Given text:
━━━

There are two ways to manipulate an Excel file. It can be done either by using Microsoft Office Component (check out here) or with Microsoft Jet Engine.

As per Microsoft recommendation, it is not advisable to use Office components on the server. It means that if you want to use this library for a server application, it’s not a good idea to use the Office component. So the connection will be done using Jet Engine.

Connection to Excel using Jet Engine

To connect to Excel, one can use OleDb objects that will treat Excel as a database, and then the required information can be easily fetched by using SQL queries. The important steps that have to be considered while connecting to Excel are as follows:

  • Connection String:

    The connection string should be set to the OleDbConnection object. This is very critical as Jet Engine might not give a proper error message if the appropriate details are not given.

    Syntax: Provider=Microsoft.Jet.OLEDB.4.0;Data Source=<Full Path of Excel File>; Extended Properties="Excel 8.0; HDR=No; IMEX=1".

  • Definition of Extended Properties:
    • Excel = <No>

      One should specify the version of Excel Sheet here. For Excel 2000 and above, it is set it to Excel 8.0 and for all others, it is Excel 5.0.

    • HDR= <Yes/No>

      This property will be used to specify the definition of header for each column. If the value is ‘Yes’, the first row will be treated as heading. Otherwise, the heading will be generated by the system like F1, F2 and so on.

    • IMEX= <0/1/2>

      IMEX refers to IMport EXport mode. This can take three possible values.

      • IMEX=0 and IMEX=2 will result in ImportMixedTypes being ignored and the default value of ‘Majority Types’ is used. In this case, it will take the first 8 rows and then the data type for each column will be decided.
      • IMEX=1 is the only way to set the value of ImportMixedTypes as Text. Here, everything will be treated as text.

For more info regarding Extended Properties, check this out.

Loading of data in to Dataset

After successfully connecting to Excel using Jet Engine, it is easy to the load the data in to DataSet. One has to write a query similar to ANSI-92 with the only changes being that each Excel sheet will be treated as a table and the table name will be the sheet name with “$”. The range can also be specified after the “$” sign.

public DataTable GetDataTable(string strSheetName)
{
  try
  {
    string strComand;

    if(strSheetName.IndexOf("|") > 0)
    {
      /* if Range is provided.*/
      SheetName = strSheetName.Substring(0,strSheetName.IndexOf("|"));
      Range = strSheetName.Substring(strSheetName.IndexOf("|")+1);
      strComand="select * from ["+SheetName+"$"+Range+"]"; 
    }
    else
    {
      strComand="select * from ["+strSheetName+"$]"; 
    }

    daAdapter=new OleDbDataAdapter(strComand,cn);
    DataTable dt=new DataTable(strSheetName);
    daAdapter.FillSchema(dt,SchemaType.Source);
    daAdapter.Fill(dt); 
    cn.Close(); 
    return dt ;
  }

  catch(Exception ex)
  {
    throw new Exception(ex.Message); 
  }
}

Conversion of Dataset to XML data and XML Schema

After loading the data in to DataSet, GetXML and GetXMLSchema functions will be used to generate XML data as well as XML Schema. This tool can also be used to generate a single file with XML Schema and XML data together. But this should not be done as XML schema is also an XML data. The following code snippet shows the same which should be avoided at any cost.

━━━

Required work:
a – In the Excel connection text, what version value should be set for Excel 2000 and above?
b – Put this sentence from the Excel connection text into Spanish: "If the value is ‘Yes’, the first row will be treated as heading."

Source data:
━━━

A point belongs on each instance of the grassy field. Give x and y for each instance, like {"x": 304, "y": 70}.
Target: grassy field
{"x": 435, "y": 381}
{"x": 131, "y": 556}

━━━

Solved problems:
a – Excel 8.0

b – Si el valor es ‘Yes’, la primera fila se tratará como encabezado.